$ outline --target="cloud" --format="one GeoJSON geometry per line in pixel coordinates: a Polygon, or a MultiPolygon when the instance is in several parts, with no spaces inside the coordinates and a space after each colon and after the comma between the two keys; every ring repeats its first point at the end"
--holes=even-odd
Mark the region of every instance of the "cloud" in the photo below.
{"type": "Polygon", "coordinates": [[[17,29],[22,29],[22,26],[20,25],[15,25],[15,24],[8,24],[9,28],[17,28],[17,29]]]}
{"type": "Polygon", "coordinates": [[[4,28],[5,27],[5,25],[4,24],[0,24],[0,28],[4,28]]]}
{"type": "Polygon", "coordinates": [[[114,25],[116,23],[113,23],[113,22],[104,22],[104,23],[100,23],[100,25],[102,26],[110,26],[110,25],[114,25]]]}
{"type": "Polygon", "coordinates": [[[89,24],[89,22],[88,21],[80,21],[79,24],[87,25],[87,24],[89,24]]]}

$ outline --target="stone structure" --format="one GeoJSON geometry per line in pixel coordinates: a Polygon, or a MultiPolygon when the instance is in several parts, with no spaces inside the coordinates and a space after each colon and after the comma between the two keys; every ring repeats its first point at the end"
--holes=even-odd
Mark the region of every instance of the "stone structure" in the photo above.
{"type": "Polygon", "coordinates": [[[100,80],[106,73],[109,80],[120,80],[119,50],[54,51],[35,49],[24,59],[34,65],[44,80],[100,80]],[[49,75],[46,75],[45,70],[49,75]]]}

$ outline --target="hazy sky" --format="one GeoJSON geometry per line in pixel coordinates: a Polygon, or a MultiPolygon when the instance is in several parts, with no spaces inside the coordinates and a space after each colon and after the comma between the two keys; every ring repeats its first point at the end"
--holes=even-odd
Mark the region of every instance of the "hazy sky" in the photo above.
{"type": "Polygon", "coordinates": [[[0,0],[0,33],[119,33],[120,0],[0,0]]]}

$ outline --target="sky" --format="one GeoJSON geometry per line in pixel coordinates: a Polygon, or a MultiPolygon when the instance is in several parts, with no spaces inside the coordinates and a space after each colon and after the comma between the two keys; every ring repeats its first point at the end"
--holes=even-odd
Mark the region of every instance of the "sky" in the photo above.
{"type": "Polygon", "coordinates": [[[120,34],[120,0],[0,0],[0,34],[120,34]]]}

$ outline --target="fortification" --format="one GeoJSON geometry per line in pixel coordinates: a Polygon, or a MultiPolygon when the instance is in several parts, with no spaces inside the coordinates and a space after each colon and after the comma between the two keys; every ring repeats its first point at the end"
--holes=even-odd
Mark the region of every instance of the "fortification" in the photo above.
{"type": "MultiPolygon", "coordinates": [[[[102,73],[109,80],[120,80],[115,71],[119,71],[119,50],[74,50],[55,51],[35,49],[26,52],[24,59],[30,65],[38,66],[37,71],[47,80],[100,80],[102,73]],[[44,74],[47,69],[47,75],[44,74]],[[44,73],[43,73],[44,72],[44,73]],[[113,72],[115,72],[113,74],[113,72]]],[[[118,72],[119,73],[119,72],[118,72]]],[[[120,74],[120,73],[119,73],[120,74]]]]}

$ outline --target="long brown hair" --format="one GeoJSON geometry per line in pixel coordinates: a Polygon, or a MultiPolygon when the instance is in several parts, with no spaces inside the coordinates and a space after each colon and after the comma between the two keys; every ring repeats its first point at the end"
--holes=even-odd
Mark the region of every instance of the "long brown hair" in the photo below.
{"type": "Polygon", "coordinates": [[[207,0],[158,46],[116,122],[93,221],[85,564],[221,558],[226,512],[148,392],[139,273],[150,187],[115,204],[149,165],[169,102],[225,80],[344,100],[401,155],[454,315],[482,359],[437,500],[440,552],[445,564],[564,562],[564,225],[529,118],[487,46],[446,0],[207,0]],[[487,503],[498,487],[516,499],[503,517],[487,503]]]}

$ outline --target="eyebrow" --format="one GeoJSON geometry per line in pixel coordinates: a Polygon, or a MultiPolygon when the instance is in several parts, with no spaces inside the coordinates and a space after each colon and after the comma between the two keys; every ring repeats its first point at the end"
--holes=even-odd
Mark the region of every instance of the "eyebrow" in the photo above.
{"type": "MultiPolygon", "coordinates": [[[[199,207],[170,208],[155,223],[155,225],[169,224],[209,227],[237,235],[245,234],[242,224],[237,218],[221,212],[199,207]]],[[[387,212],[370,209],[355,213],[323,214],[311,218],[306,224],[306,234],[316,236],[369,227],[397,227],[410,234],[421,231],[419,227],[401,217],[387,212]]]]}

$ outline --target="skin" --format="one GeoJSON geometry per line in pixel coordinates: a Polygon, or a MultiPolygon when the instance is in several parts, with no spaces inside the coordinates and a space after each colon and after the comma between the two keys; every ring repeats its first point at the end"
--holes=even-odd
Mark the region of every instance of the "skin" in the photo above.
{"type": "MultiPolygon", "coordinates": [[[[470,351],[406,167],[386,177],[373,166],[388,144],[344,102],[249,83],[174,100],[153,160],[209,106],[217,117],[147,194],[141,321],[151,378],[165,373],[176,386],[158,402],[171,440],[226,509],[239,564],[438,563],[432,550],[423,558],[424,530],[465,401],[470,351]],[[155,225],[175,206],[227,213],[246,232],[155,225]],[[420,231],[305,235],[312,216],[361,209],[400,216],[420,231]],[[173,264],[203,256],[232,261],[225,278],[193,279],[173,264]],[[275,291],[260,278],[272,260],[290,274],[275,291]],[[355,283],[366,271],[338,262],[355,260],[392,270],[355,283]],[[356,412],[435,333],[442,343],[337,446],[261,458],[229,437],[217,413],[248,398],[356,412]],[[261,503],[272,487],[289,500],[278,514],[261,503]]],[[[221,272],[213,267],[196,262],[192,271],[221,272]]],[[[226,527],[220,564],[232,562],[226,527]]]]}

+ + + +

> [WRITTEN TASK]:
Count the lines in the rows above that contain the string "hazy", with case counting. Give only the number.

> [EXERCISE SOLUTION]:
2